● OBJECTIVE A
Locate each line in the records that contains the string "distant" and copy those lines; case counts.

● QUOTED PASSAGE
I have had a quiet day today marking what would have been my mother’s ninety-first birthday. As I sat down to write, I went back to what I wrote for and read at her memorial service. They seemed like good words to repeat.
When my father died, I adapted a poem I had written for him a few years earlier, which allowed me to tell his story, express my feelings, and get through the whole thing without breaking down here at the podium. To my disadvantage today, I didn’t have a poem on hand for my mother. The memories and stories of her are stuffed in my mind and my heart like the pieces of paper crammed into one of the notebooks we found in her apartment this week, and they are full of emotion. There is so much to tell, so much for which to be grateful. What then shall I say?
My earliest recollections of her are in the kitchen. She loved to cook, and she loved to have people around her table. Both are things she passed on to me. So I thought the best way I could organize the thoughts and stories crammed in my brain would be to offer a recipe for the life of Barbara Cunningham.
Like the best recipes, this one is simple.

● OBJECTIVE B
Transcribe the birthday remembrance above between "When my father" and "of Barbara Cunningham.", inclusive.

● INPUT DATA
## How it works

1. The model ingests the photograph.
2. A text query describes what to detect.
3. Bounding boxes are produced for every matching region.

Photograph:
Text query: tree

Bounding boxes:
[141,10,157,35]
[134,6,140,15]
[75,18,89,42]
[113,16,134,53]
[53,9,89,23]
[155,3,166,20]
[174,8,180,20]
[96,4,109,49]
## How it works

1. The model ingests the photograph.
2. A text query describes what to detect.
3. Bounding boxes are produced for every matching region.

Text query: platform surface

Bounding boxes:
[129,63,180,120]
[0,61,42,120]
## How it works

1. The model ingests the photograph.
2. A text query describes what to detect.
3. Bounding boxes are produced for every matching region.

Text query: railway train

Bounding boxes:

==

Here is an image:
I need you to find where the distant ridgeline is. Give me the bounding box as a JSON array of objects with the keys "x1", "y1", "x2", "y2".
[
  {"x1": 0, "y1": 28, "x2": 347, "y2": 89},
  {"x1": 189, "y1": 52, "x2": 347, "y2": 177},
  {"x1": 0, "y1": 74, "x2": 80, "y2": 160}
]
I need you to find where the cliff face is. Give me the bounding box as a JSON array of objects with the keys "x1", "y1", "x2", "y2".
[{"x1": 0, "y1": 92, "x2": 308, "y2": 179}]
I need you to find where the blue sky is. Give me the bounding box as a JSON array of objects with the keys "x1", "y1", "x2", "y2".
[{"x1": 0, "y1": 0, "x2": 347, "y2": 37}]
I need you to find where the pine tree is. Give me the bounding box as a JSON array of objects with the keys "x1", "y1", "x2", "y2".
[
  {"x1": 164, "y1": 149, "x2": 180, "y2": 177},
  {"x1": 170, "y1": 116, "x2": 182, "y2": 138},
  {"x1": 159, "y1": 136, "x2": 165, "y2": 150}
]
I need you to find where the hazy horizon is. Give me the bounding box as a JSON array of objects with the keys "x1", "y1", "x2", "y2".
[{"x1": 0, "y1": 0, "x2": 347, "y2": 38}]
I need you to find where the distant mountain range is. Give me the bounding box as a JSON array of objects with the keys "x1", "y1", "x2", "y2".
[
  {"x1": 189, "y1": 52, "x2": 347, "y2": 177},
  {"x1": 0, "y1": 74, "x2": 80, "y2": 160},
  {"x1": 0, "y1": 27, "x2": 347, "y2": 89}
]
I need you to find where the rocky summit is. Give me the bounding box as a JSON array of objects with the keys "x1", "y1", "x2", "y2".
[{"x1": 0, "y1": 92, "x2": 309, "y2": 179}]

● WORKED SOLUTION A
I need you to find where the distant ridgeline is. Give me the bounding box as a JSON array of objects with the keys "x1", "y1", "x2", "y2".
I need you to find where the distant mountain range is. Give me the bounding box as a JSON array of objects with the keys "x1", "y1", "x2", "y2".

● WORKED SOLUTION B
When my father died, I adapted a poem I had written for him a few years earlier, which allowed me to tell his story, express my feelings, and get through the whole thing without breaking down here at the podium. To my disadvantage today, I didn’t have a poem on hand for my mother. The memories and stories of her are stuffed in my mind and my heart like the pieces of paper crammed into one of the notebooks we found in her apartment this week, and they are full of emotion. There is so much to tell, so much for which to be grateful. What then shall I say?
My earliest recollections of her are in the kitchen. She loved to cook, and she loved to have people around her table. Both are things she passed on to me. So I thought the best way I could organize the thoughts and stories crammed in my brain would be to offer a recipe for the life of Barbara Cunningham.